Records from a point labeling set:
○ ○ ○ ○ ○ ○ ○

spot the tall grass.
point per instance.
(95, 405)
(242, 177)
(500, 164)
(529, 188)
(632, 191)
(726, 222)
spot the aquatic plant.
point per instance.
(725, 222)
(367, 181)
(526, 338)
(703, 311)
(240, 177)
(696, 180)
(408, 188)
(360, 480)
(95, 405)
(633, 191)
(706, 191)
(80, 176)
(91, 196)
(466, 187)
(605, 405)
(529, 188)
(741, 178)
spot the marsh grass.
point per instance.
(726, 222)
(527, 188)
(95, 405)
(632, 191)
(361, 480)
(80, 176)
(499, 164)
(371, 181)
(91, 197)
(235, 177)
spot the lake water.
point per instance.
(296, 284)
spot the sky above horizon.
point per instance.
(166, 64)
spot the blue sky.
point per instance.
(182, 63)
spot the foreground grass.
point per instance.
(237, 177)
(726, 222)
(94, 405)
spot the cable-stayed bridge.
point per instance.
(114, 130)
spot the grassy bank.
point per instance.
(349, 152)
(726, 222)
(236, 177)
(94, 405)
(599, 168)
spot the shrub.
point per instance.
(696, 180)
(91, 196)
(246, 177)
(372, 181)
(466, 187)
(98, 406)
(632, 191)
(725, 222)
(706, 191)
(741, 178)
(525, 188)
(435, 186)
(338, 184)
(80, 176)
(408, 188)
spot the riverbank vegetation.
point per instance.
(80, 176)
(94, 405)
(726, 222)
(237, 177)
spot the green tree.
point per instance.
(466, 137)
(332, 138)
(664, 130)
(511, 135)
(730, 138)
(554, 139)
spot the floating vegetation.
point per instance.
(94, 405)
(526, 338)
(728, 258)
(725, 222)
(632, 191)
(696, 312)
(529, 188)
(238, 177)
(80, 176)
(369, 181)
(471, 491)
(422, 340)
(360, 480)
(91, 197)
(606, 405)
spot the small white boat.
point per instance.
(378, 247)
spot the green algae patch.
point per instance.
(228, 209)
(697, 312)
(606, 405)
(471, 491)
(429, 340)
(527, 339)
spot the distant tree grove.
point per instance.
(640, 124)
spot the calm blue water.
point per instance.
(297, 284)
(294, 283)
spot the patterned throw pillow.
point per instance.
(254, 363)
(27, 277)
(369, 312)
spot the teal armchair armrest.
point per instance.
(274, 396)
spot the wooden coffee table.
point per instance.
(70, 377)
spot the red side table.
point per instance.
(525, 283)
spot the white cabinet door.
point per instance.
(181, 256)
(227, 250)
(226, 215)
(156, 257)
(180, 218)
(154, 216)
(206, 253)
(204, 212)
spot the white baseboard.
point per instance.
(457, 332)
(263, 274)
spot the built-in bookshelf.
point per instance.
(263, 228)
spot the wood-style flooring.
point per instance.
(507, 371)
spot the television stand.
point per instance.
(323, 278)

○ ○ ○ ○ ○ ○ ○

# WHAT YOU HAVE TO DO
Please edit the lines starting at the one containing "spot the foreground grass." and ending at the last line, replacing "spot" with "locate" and changing nothing else. Return only those lines.

# TASK SOLUTION
locate the foreground grass.
point per instance.
(237, 177)
(726, 222)
(94, 405)
locate the cable-stayed bridge.
point per instance.
(114, 130)
locate the grassy bank.
point per instance.
(349, 152)
(726, 222)
(236, 177)
(94, 405)
(599, 168)
locate the shrub.
point per instance.
(696, 180)
(91, 196)
(246, 177)
(372, 181)
(466, 187)
(98, 406)
(632, 191)
(725, 222)
(706, 191)
(741, 178)
(525, 188)
(435, 186)
(338, 184)
(80, 176)
(408, 188)
locate the riverbank vegetation.
point per instance.
(80, 176)
(94, 405)
(726, 222)
(237, 177)
locate the green tree.
point per instance.
(466, 137)
(332, 138)
(664, 130)
(511, 135)
(730, 138)
(554, 139)
locate the floating vegetation.
point per instance.
(94, 405)
(526, 338)
(728, 258)
(725, 222)
(632, 191)
(696, 312)
(529, 188)
(238, 177)
(80, 176)
(369, 181)
(471, 491)
(422, 340)
(360, 480)
(91, 197)
(606, 405)
locate the small white boat.
point per instance.
(378, 247)
locate the green algae patch.
point per instance.
(228, 209)
(697, 312)
(606, 405)
(471, 491)
(429, 340)
(527, 339)
locate the distant tree grove.
point per instance.
(640, 124)
locate the calm blue water.
point per instance.
(297, 284)
(294, 283)
locate the patterned throw pillow.
point per instance.
(254, 363)
(27, 277)
(369, 312)
locate the teal armchair armrest.
point per instance.
(274, 396)
locate the wooden coffee table.
point per instance.
(70, 377)
locate the red side table.
point per instance.
(525, 283)
locate the white cabinet door.
point per instance.
(181, 256)
(227, 250)
(226, 215)
(156, 257)
(180, 218)
(154, 216)
(206, 253)
(204, 212)
locate the white baseboard.
point per instance.
(457, 332)
(263, 274)
locate the built-in bookshelf.
point per instance.
(263, 228)
locate the wood-style flooring.
point per instance.
(507, 371)
locate the television stand.
point per instance.
(323, 278)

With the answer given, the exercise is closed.